*** Selected text ***

Fig. 1. Assessment of nitrogen-to-sulfur replacement using original structure factors.

(A) Stereo view of a 2F₀ − F_c map (blue mesh contoured at 1σ) and F₀ − F_c maps (positive green mesh and negative red mesh contoured at 3.5 σ) calculated around FeMo-co in chain A after refinement with S replacing the previously modeled N₂ molecules. The S atoms are labeled S3A and S2B to reflect the naming for the native structure of the Azotobacter vinelandii MoFe protein structure. FeMo-co is presented in ball and sticks. Coloring scheme: carbon, green and gray; oxygen, red; nitrogen, blue; iron, gray; sulfur, yellow; molybdenum, dark red. (B and C) Spherical integration of the anomalous maps showing the spread of the S positions in the FeMo cofactor in chain A (B) and in chain C (C). Files related to re-refinement are available as a Zenodo archive (6). To assess the anomalous signal at the S positions of the two FeMo cofactors, we inspected an anomalous difference electron density map “6UG0_Fig_2a_2d_Data_collected_at_7100eV”) deposited by the authors (9). The sulfur positions of the refined structure N2ase_Rib_refine_sulfur.pdb that contained μ₂-sulfides in all bridging positions were used, and electron density within the anomalous map was integrated over a sphere with r = 0.7 Å at these positions using the program MAPMAN (10). Re-refined coordinates for the MoFe nitrogenase structure were generated by refinement of 6UG0 structure with nitrogen atoms substituted for the sulfur atoms at the sulfur belt positions of FeMo-co using structure factors submitted with 6UG0. Refinement was performed using phenix.refine (11) (PHENIX-dev-3965 software suite) including reciprocal space, real-space, individual occupancy, and individual B-factor routines. Restraints published with the 6UG0 structure were used during the refinement: ICE and ICZ (FeMo-co), 1CL (P-cluster), HCA (homocitrate).

*** End of Selected text ***

> **Tasks to carry out**
- a) Summarize the figure legend in two sentences.
- b) Answer these questions from the figure legend, one per line:
(i) At what level is the 2F₀ − F_c map contoured?
(ii) What radius was used for the sphere in the anomalous-map integration?
(iii) Which restraint was used for the P-cluster?
Draw on nothing but the figure legend above.

*** Data segment ***

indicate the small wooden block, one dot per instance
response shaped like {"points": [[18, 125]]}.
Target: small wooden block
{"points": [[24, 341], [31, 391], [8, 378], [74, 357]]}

*** End of Data segment ***

> **Solved problems**
- a) The figure legend shows electron density maps around FeMo-co in chain A after refinement with S replacing the previously modeled N₂ molecules. It also shows spherical integration of anomalous maps revealing the spread of S positions in chains A and C: density was integrated over spheres of r = 0.7 Å with MAPMAN, and refinement was done with phenix.refine using the restraints published with 6UG0.

- b)
(i) 1σ
(ii) r = 0.7 Å
(iii) 1CL